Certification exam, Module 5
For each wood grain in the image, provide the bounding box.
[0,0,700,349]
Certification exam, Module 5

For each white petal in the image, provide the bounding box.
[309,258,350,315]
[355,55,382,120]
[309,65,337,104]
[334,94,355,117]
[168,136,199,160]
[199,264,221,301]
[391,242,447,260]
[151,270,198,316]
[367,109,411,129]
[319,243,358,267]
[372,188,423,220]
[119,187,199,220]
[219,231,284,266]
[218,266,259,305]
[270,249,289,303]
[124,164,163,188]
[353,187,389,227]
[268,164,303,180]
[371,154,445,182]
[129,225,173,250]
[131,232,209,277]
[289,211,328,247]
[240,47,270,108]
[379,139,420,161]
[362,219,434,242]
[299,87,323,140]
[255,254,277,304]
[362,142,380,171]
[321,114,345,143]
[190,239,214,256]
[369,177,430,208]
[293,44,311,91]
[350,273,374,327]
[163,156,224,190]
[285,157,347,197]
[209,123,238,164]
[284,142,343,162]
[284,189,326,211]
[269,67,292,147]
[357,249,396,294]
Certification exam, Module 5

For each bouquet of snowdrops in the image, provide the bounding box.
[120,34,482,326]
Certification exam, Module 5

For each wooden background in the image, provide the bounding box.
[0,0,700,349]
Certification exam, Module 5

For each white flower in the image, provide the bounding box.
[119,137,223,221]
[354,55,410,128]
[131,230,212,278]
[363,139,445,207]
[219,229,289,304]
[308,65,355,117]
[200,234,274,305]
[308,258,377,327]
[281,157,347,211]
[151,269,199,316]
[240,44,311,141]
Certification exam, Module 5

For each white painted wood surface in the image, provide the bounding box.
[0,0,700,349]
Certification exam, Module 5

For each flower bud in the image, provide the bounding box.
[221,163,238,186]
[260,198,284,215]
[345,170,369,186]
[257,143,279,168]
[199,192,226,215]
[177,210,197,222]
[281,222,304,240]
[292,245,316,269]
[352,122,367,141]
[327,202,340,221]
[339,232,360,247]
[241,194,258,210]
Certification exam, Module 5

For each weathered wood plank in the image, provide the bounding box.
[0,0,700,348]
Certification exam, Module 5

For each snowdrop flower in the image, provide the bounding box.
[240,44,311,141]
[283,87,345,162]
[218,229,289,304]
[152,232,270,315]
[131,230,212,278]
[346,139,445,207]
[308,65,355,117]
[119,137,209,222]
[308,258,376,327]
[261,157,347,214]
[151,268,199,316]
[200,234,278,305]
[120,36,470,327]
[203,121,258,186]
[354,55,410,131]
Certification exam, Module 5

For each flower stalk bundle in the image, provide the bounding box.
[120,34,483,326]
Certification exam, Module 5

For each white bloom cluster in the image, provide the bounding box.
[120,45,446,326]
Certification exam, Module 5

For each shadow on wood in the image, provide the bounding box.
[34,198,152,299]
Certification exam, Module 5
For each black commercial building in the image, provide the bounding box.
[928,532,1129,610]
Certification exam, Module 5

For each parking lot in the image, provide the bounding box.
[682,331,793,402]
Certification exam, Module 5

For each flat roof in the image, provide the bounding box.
________
■ **Instruction**: Count the lines of the material above that contain the string "flower", and reply with that number alone.

■ **Written solution**: 4